-- What you should do --
Below are the records; give again exactly the line with "point(28, 309)", the line with "Expected: one point per instance of the floating fish", and each line that lies between them, and nothing besides.

[Natural-language object grounding data]
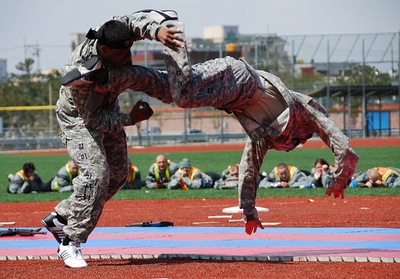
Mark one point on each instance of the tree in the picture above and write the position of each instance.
(354, 76)
(27, 88)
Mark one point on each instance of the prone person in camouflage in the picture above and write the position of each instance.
(92, 124)
(273, 116)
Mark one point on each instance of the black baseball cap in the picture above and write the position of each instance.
(113, 33)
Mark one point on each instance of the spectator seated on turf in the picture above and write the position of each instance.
(189, 177)
(25, 181)
(284, 176)
(62, 181)
(379, 177)
(134, 180)
(160, 172)
(321, 174)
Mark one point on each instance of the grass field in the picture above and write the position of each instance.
(48, 165)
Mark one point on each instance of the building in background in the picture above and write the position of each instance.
(3, 70)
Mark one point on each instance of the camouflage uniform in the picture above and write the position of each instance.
(234, 86)
(96, 140)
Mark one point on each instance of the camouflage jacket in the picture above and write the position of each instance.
(71, 105)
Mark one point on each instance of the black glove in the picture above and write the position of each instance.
(141, 111)
(92, 71)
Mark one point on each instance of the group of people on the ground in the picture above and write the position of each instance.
(164, 173)
(27, 180)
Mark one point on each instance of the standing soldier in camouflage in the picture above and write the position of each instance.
(273, 116)
(92, 124)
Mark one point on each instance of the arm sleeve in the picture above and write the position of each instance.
(144, 25)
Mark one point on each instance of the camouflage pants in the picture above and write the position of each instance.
(102, 160)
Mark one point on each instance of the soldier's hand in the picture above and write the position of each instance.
(141, 111)
(169, 38)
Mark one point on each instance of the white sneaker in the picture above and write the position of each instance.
(72, 255)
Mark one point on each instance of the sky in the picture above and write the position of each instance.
(48, 23)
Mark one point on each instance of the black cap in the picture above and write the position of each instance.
(113, 33)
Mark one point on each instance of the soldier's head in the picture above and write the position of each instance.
(233, 171)
(73, 167)
(161, 161)
(29, 169)
(114, 41)
(373, 175)
(283, 172)
(185, 166)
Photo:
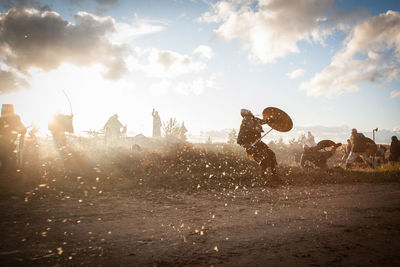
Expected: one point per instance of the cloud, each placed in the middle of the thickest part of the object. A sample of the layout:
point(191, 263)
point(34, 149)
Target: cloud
point(10, 82)
point(24, 3)
point(370, 53)
point(204, 51)
point(271, 29)
point(43, 40)
point(127, 32)
point(395, 93)
point(163, 63)
point(188, 87)
point(107, 2)
point(296, 74)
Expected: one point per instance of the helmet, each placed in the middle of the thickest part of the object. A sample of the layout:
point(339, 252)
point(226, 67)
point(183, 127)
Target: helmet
point(245, 112)
point(7, 109)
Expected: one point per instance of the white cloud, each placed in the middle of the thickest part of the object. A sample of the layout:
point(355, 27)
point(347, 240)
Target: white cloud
point(126, 32)
point(296, 74)
point(395, 93)
point(31, 38)
point(271, 29)
point(195, 87)
point(204, 52)
point(365, 57)
point(163, 63)
point(184, 87)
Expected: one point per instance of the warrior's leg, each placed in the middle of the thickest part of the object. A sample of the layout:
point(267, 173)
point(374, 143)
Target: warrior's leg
point(350, 159)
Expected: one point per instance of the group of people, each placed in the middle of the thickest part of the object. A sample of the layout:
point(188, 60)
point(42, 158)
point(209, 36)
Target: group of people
point(249, 137)
point(359, 147)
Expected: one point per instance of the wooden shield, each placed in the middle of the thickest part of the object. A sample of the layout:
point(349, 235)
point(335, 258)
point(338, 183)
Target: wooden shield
point(277, 119)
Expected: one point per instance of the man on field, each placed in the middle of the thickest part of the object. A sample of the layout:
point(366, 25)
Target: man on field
point(318, 156)
point(112, 129)
point(358, 149)
point(249, 133)
point(10, 128)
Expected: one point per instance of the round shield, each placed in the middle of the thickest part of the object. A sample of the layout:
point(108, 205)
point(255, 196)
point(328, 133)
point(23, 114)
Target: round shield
point(325, 143)
point(277, 119)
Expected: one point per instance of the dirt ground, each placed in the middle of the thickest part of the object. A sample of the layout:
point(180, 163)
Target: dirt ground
point(350, 224)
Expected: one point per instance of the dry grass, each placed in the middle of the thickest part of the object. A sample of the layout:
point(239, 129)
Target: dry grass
point(176, 166)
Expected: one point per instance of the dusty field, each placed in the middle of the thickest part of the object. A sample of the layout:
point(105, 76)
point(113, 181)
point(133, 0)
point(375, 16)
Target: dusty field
point(350, 224)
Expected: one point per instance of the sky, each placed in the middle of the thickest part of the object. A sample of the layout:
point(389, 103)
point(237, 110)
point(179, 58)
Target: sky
point(324, 62)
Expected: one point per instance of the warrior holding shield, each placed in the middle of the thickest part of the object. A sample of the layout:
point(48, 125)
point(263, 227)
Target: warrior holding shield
point(10, 128)
point(250, 135)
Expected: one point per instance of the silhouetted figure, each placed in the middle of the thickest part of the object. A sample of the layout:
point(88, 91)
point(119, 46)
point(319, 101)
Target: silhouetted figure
point(358, 149)
point(60, 125)
point(156, 124)
point(347, 151)
point(318, 157)
point(112, 129)
point(10, 128)
point(380, 154)
point(310, 141)
point(250, 131)
point(182, 132)
point(394, 150)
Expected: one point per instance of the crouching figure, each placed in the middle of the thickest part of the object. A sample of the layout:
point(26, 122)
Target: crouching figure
point(318, 155)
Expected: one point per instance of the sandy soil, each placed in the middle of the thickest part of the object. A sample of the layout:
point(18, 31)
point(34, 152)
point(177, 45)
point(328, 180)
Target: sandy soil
point(355, 224)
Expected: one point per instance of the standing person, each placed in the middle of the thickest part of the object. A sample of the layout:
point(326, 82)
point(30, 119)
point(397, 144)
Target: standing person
point(112, 129)
point(358, 148)
point(318, 156)
point(182, 132)
point(250, 131)
point(310, 140)
point(156, 124)
point(59, 125)
point(10, 128)
point(347, 151)
point(394, 150)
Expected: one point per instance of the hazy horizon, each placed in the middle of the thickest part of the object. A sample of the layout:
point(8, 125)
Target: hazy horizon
point(325, 63)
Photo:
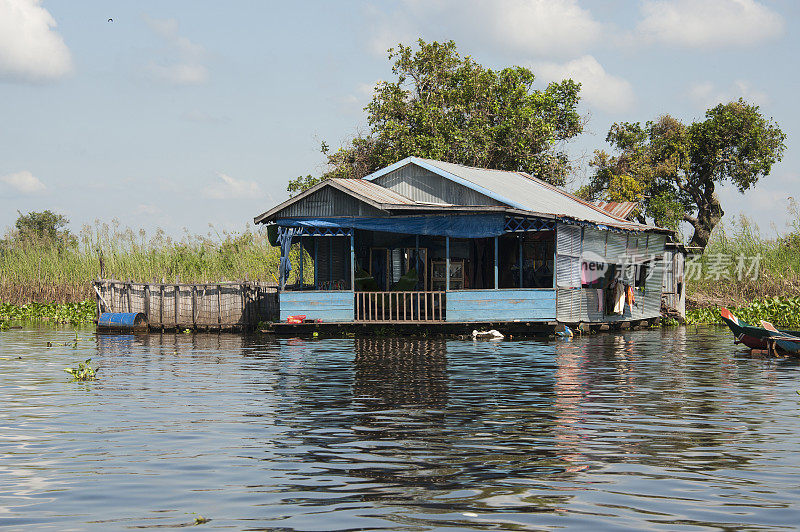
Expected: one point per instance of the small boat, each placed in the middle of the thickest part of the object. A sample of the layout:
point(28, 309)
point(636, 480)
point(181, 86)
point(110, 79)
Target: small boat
point(789, 342)
point(760, 337)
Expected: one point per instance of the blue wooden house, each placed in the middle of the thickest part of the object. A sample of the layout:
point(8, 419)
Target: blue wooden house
point(425, 241)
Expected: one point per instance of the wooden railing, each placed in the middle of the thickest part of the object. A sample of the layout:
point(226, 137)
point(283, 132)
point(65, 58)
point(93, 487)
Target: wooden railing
point(400, 306)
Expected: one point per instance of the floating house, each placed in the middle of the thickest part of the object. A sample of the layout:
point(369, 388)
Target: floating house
point(425, 241)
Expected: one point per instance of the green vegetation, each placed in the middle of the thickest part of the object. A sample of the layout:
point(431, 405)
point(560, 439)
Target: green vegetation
point(725, 275)
point(672, 169)
point(84, 372)
point(780, 311)
point(445, 106)
point(71, 313)
point(40, 268)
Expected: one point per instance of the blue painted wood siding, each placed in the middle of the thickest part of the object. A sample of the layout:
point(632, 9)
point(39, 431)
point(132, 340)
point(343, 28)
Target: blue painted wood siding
point(501, 305)
point(318, 305)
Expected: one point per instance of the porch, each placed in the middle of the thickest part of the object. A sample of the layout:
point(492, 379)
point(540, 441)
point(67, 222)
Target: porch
point(350, 275)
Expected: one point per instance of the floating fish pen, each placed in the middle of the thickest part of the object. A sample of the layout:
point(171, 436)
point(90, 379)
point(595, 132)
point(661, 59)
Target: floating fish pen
point(434, 246)
point(203, 306)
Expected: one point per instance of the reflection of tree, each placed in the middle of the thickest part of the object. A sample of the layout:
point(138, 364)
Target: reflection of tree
point(654, 399)
point(401, 371)
point(479, 448)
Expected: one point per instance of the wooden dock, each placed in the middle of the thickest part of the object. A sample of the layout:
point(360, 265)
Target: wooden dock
point(203, 306)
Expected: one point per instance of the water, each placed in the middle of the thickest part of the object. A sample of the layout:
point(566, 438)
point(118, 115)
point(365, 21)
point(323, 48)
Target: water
point(660, 430)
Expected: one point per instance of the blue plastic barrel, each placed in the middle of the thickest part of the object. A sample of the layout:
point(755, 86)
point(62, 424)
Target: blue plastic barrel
point(122, 320)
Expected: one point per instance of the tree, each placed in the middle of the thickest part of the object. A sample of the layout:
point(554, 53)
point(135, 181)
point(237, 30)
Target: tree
point(673, 169)
point(44, 227)
point(447, 107)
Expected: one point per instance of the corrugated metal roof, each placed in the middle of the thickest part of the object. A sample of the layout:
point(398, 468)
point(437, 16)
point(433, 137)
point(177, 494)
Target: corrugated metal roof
point(373, 191)
point(620, 209)
point(521, 190)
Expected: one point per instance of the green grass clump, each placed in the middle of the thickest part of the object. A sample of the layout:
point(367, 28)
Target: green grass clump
point(778, 273)
point(780, 311)
point(62, 271)
point(84, 372)
point(72, 313)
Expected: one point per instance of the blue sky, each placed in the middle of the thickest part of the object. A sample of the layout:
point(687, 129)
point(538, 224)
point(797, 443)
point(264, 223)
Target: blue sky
point(183, 113)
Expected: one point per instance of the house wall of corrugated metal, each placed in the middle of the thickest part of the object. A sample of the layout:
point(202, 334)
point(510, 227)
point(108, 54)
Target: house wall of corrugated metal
point(328, 202)
point(423, 185)
point(594, 243)
point(568, 273)
point(616, 246)
point(323, 258)
point(575, 304)
point(655, 244)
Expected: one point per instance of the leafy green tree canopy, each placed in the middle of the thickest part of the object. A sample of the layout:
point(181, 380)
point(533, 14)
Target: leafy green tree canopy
point(448, 107)
point(673, 169)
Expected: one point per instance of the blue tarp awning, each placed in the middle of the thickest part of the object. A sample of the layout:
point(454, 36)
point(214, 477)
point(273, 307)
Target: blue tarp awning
point(452, 225)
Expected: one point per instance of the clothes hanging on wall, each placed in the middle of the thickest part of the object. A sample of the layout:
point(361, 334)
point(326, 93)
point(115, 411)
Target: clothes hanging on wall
point(617, 297)
point(630, 298)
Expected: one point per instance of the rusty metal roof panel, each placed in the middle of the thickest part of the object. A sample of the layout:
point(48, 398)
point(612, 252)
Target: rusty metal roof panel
point(523, 191)
point(620, 209)
point(373, 192)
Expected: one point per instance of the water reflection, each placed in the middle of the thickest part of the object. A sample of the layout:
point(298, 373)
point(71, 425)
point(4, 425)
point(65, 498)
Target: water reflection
point(400, 371)
point(647, 429)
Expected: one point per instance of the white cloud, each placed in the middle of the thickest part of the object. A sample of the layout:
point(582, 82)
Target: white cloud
point(195, 115)
point(23, 182)
point(179, 74)
point(146, 209)
point(706, 95)
point(598, 88)
point(30, 49)
point(230, 188)
point(529, 27)
point(708, 23)
point(182, 60)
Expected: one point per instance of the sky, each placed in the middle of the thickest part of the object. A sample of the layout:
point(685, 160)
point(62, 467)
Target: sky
point(192, 115)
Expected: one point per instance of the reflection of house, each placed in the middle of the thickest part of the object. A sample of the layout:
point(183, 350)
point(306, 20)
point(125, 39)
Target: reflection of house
point(428, 241)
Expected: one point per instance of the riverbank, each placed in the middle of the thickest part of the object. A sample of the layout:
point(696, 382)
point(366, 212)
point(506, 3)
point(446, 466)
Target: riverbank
point(69, 313)
point(55, 272)
point(780, 311)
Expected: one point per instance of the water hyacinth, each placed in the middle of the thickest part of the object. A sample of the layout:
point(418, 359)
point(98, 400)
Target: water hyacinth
point(780, 311)
point(71, 313)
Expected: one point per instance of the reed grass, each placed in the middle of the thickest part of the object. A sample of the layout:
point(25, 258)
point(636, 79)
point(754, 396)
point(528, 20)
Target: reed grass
point(58, 272)
point(779, 264)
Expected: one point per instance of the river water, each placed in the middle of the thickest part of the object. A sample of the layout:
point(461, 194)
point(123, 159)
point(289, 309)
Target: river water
point(671, 429)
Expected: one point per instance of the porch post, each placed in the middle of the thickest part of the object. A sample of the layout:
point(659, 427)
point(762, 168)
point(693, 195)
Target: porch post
point(280, 270)
point(447, 264)
point(416, 263)
point(316, 267)
point(496, 271)
point(300, 265)
point(352, 260)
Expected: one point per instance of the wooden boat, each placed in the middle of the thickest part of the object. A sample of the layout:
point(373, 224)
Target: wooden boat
point(758, 337)
point(789, 342)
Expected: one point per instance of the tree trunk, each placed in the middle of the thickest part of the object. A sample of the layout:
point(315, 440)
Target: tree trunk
point(709, 213)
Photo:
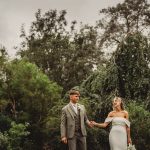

-- Completed exercise --
point(28, 309)
point(636, 480)
point(181, 86)
point(110, 79)
Target: small boat
point(789, 342)
point(760, 337)
Expected: one point per instance of the blue wooden house, each placed in the middle of the thickest part of the object. A sample of the layout:
point(8, 419)
Target: blue wooden house
point(425, 241)
Expected: one point per instance of the wooden railing, each placed in the middle of the thickest part of the object. A sample of the layout:
point(226, 137)
point(283, 132)
point(65, 58)
point(93, 487)
Target: wooden railing
point(400, 306)
Expected: one point per instance of the floating house, each placed in the middle of the thickest part of the object. A sample of the layout:
point(369, 388)
Target: floating house
point(425, 241)
Expected: one point per instance of the green vegetation, each placed in the middle of the thickest part of the object. A sample of the layout:
point(431, 405)
point(560, 439)
Target: green vegetation
point(725, 275)
point(672, 169)
point(84, 372)
point(780, 311)
point(445, 106)
point(71, 313)
point(40, 268)
Expected: one point per instance of the blue painted wood siding, each placed in the middle of the thickest part of the object. A sample of the layout:
point(632, 9)
point(39, 431)
point(132, 340)
point(343, 28)
Target: blue painted wood siding
point(501, 305)
point(318, 305)
Expected: one point per instance of the porch, each placed in the middle of the thickest part of the object. A sample of the layout:
point(492, 379)
point(540, 441)
point(67, 222)
Target: porch
point(350, 275)
Expected: one point per instance of the floating fish pen, each placed in the middle of the thickest part of the object. A sample of the layout:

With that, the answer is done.